--- Exercise description ---
Copy out the rows from the start through the line containing "[[240, 175]]", offsetting every coordinate in the answers by -119 and leaving the rest of each row unchanged. Omit the pictures.

----------------

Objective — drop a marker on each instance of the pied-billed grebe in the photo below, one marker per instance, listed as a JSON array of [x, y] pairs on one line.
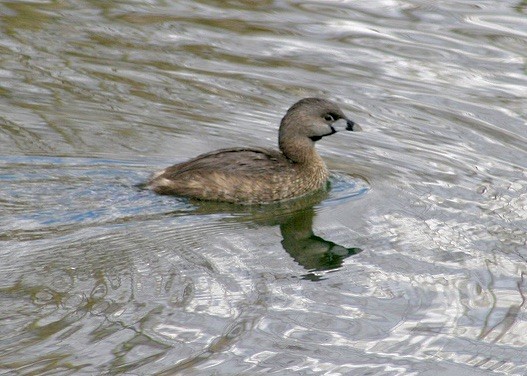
[[258, 175]]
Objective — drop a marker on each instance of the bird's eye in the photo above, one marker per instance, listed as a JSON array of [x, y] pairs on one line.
[[329, 117]]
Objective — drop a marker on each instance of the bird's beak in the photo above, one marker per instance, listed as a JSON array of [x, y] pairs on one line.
[[352, 126]]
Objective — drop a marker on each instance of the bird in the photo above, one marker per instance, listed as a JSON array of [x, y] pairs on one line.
[[257, 176]]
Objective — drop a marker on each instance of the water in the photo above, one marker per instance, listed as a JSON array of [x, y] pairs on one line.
[[414, 263]]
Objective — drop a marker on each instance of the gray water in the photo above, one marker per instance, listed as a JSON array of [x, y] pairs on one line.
[[414, 262]]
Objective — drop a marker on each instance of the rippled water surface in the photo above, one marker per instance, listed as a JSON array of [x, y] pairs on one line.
[[414, 262]]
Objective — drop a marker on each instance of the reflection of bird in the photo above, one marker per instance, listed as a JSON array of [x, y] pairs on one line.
[[257, 175], [309, 250]]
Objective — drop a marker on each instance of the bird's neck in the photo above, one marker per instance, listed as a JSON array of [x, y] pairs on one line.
[[299, 150]]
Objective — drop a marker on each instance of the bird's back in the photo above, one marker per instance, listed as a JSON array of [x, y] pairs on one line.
[[240, 175]]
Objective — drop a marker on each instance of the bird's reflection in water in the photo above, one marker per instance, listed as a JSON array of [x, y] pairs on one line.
[[295, 219], [309, 250]]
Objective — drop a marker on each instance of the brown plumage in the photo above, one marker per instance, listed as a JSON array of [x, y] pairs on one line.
[[258, 175]]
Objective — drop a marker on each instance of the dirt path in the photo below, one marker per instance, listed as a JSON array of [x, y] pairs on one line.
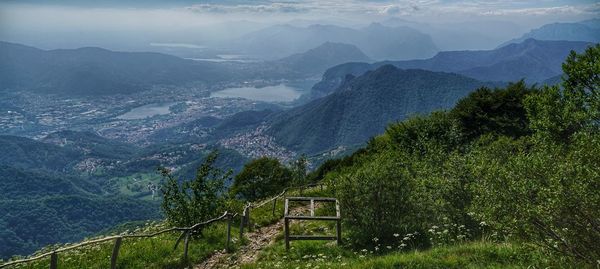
[[248, 253]]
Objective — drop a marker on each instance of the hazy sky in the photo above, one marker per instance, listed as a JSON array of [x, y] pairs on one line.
[[71, 23]]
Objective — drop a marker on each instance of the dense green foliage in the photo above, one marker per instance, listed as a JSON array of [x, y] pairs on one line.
[[195, 200], [44, 183], [40, 208], [260, 178], [516, 163]]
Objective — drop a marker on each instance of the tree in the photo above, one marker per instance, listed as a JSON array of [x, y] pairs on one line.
[[557, 113], [499, 111], [260, 178], [195, 200]]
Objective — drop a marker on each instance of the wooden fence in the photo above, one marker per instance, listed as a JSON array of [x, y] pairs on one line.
[[185, 233], [288, 217]]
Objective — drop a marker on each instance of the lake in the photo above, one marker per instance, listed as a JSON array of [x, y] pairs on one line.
[[146, 111], [277, 93]]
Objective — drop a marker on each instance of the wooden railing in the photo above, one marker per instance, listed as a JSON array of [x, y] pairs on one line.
[[185, 233]]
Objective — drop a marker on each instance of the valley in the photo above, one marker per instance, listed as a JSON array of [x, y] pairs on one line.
[[419, 128]]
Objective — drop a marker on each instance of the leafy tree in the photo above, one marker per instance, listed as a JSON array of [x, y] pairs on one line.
[[499, 111], [557, 113], [260, 178], [195, 200]]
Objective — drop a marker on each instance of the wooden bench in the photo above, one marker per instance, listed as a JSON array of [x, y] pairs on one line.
[[287, 217]]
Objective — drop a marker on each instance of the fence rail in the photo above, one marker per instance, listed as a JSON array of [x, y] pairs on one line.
[[185, 235]]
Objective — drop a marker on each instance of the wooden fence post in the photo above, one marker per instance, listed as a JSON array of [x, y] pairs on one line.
[[113, 258], [248, 222], [229, 218], [242, 219], [286, 229], [339, 232], [53, 260], [186, 244]]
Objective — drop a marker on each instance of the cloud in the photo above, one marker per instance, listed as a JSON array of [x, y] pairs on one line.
[[260, 8]]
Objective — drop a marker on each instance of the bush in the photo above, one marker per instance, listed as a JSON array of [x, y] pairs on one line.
[[499, 111], [542, 193], [261, 178], [195, 200]]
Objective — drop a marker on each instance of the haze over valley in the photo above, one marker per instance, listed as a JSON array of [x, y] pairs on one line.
[[94, 96]]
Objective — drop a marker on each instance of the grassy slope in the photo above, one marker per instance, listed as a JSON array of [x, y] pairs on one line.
[[307, 254], [158, 252]]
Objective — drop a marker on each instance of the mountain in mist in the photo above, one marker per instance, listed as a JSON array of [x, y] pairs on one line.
[[95, 71], [363, 106], [319, 59], [532, 60], [588, 31], [376, 41], [473, 35]]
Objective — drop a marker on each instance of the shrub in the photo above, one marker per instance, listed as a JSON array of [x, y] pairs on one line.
[[543, 193], [260, 178], [195, 200]]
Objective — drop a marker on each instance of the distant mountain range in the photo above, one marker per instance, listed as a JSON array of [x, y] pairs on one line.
[[319, 59], [96, 71], [532, 60], [588, 31], [376, 41], [363, 106]]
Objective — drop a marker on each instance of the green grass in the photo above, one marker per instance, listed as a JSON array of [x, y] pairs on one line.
[[136, 184], [313, 254], [156, 252]]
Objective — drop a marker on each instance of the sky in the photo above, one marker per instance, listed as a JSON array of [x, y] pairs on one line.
[[121, 23]]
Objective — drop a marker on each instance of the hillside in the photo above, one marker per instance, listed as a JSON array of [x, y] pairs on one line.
[[41, 208], [376, 41], [532, 60], [363, 106], [587, 31]]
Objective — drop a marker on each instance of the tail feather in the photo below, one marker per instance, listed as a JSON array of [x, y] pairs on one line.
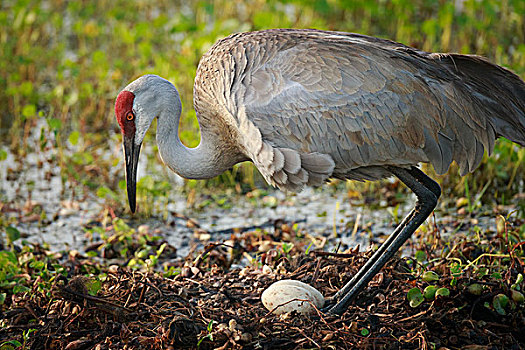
[[500, 93]]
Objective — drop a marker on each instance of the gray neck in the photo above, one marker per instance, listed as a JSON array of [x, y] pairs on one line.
[[192, 163]]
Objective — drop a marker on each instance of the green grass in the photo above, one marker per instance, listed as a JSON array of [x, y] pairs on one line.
[[65, 61]]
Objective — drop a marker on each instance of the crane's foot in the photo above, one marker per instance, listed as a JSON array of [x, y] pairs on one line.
[[427, 192]]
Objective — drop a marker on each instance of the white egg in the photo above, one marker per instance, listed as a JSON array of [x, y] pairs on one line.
[[278, 297]]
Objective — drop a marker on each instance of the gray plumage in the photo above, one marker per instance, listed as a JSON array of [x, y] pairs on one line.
[[306, 105]]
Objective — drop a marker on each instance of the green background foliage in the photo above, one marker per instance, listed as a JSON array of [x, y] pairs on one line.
[[67, 60]]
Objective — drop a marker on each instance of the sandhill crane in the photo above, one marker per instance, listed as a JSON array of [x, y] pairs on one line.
[[308, 105]]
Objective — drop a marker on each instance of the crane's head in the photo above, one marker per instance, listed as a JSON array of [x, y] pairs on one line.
[[135, 108]]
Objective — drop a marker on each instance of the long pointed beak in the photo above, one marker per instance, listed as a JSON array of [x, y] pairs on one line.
[[131, 155]]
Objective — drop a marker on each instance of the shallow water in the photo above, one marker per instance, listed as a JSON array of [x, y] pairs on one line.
[[36, 181]]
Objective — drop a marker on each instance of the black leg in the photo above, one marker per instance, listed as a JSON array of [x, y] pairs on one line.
[[427, 192]]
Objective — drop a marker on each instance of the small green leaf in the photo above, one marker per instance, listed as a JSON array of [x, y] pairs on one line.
[[415, 297], [38, 265], [29, 111], [497, 276], [443, 292], [475, 289], [430, 276], [54, 124], [499, 303], [12, 233], [421, 256], [8, 345], [430, 292], [73, 137]]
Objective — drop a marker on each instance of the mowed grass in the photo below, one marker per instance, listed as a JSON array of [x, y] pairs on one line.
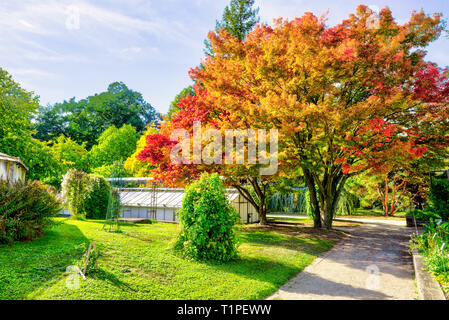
[[139, 263]]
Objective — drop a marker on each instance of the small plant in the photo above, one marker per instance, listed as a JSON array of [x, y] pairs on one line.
[[86, 195], [26, 208], [207, 221], [433, 244]]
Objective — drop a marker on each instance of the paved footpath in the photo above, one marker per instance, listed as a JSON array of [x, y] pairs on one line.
[[372, 263]]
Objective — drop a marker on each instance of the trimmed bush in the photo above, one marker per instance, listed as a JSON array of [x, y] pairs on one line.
[[96, 204], [26, 208], [439, 198], [87, 195], [207, 221]]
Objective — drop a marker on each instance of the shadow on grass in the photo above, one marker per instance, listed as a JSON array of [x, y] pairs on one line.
[[28, 266]]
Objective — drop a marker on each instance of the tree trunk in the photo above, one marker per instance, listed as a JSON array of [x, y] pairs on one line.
[[314, 206], [262, 215]]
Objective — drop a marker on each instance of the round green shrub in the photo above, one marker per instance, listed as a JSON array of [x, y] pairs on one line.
[[96, 203], [207, 221], [76, 187], [439, 198]]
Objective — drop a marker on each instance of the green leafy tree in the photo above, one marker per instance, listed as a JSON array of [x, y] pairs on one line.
[[86, 119], [17, 108], [239, 18], [207, 221], [174, 104], [96, 203], [75, 189]]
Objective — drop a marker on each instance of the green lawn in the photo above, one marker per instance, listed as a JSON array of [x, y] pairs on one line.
[[139, 263]]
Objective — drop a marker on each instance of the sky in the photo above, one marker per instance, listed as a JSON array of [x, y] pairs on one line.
[[63, 49]]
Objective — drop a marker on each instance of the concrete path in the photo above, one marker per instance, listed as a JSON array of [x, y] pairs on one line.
[[372, 263]]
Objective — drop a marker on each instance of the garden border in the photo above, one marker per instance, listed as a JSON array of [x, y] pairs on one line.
[[428, 288]]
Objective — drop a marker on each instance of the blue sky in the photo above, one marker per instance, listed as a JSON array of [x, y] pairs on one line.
[[149, 45]]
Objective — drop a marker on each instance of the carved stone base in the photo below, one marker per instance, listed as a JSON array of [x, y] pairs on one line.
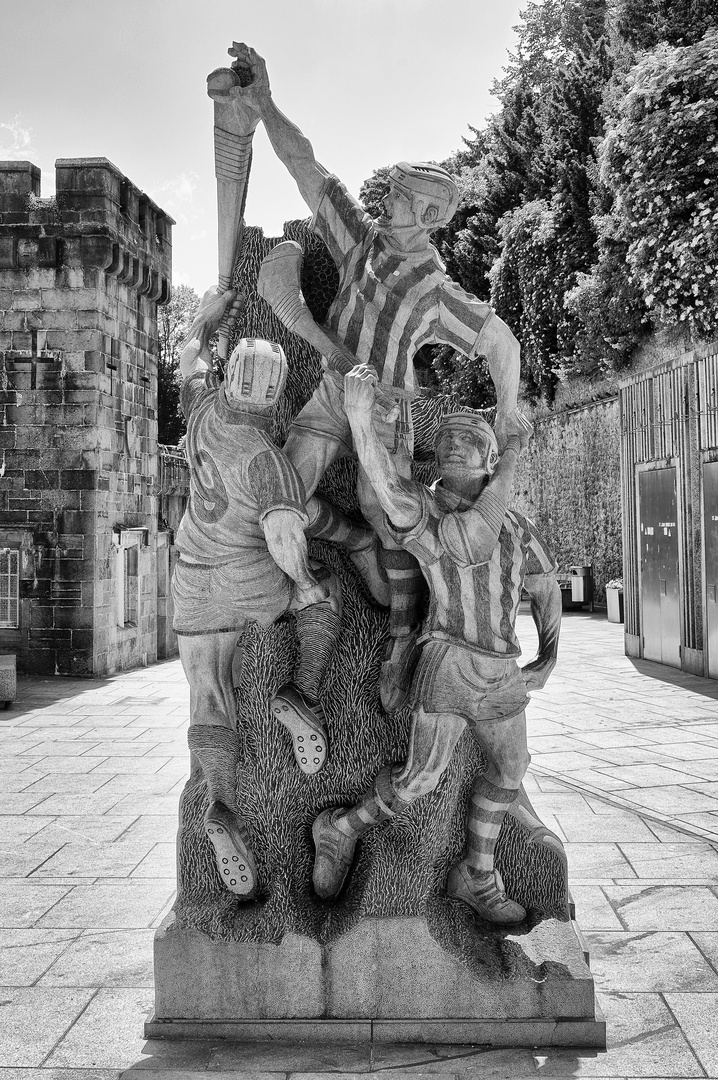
[[387, 980]]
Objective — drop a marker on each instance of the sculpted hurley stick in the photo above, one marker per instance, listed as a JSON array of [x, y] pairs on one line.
[[234, 125]]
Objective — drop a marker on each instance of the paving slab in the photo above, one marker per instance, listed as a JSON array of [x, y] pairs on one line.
[[653, 962], [664, 907], [34, 1020], [646, 895]]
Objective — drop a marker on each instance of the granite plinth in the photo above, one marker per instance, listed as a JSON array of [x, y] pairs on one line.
[[387, 980]]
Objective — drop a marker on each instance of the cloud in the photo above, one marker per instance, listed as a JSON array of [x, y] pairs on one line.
[[176, 193], [15, 140]]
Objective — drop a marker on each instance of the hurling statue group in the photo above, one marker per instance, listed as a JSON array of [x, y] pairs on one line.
[[243, 541]]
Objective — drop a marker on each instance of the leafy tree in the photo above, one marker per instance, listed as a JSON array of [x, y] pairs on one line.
[[660, 160], [645, 24], [374, 190], [174, 321]]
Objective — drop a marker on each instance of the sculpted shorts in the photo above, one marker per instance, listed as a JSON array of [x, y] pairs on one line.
[[213, 599], [454, 679]]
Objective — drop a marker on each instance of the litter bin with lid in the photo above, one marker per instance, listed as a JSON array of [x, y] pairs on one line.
[[582, 584]]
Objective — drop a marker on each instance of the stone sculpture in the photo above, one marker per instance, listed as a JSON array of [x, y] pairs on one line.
[[476, 557], [243, 561], [393, 297], [390, 954]]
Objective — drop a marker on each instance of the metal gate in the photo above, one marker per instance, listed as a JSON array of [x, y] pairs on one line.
[[710, 575], [659, 566]]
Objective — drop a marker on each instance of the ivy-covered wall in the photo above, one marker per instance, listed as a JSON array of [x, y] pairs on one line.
[[569, 483]]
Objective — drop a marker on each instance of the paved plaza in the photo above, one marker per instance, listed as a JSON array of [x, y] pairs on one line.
[[625, 769]]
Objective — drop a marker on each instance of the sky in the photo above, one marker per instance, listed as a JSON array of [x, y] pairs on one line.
[[369, 82]]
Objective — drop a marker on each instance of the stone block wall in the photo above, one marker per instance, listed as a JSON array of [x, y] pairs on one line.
[[81, 275]]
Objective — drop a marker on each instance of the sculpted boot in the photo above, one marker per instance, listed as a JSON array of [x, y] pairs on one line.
[[485, 894], [217, 748]]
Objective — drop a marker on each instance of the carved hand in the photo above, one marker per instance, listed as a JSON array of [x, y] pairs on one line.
[[257, 93], [211, 311], [360, 392], [514, 427], [536, 674]]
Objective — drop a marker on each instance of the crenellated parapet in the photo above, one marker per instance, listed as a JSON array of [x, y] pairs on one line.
[[97, 220], [81, 277]]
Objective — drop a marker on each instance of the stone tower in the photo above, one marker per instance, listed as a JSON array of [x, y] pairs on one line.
[[83, 567]]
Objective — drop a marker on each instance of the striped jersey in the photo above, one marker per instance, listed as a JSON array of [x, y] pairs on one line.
[[390, 302], [470, 603], [238, 475]]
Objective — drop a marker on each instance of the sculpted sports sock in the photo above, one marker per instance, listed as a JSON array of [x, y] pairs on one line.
[[487, 808], [217, 750], [329, 523], [407, 588], [317, 630], [379, 804]]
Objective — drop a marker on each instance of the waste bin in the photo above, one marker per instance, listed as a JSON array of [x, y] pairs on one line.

----------------

--- Result below ---
Objective — drop a marker on each instance of the pied-billed grebe in the photo below, one marker per instance, listed as a JSON array of [x, y] pairs on one line.
[[139, 56]]
Objective — drop a marker on each instance of the bird's eye in the photo above, one marker per instance, listed as a JSON array of [x, y] pairs on one line.
[[210, -2]]
Objective — drop a marker on each instance of the bird's beak in the photo above, one marker per instance, listed as a JSON array of [x, y] pairs on one line.
[[233, 7]]
Objective — drop a marker on each instance of the bird in the photo above, one marker per instance, listed as a JSON array of [x, y] pairs on one line.
[[138, 57]]
Objective — drop a marker on each instance of the water in the photo above, one marker per instance, listed as a JSON array of [x, y] pairs on one line.
[[295, 144]]
Objective — drop a marker on each instance of the gray water in the photo above, one marker per instance, listed as a JSON array of [x, y] pairs on one line.
[[295, 143]]
Objective — drop a marker on each instance of the rippled water surface in the photo above, one marker per instance, listed as a JSON array of [x, y] pairs on one line.
[[295, 143]]
Objective — drop a marker on each instance of the reflection of bird in the photo above, one marker per instance, listed as a JSON array of [x, y] pairs on one line.
[[138, 56], [190, 131]]
Objective — drop a marker on each instance of the bird's neck in the photo above, one marker per instance, listed as a JSON array of [x, y] pairs on one line.
[[180, 31]]
Objective — drop a marker on each instance of the bird's back in the photo above, one marker per instance, listed as a JSON array of [x, y] pairs on one line.
[[121, 56]]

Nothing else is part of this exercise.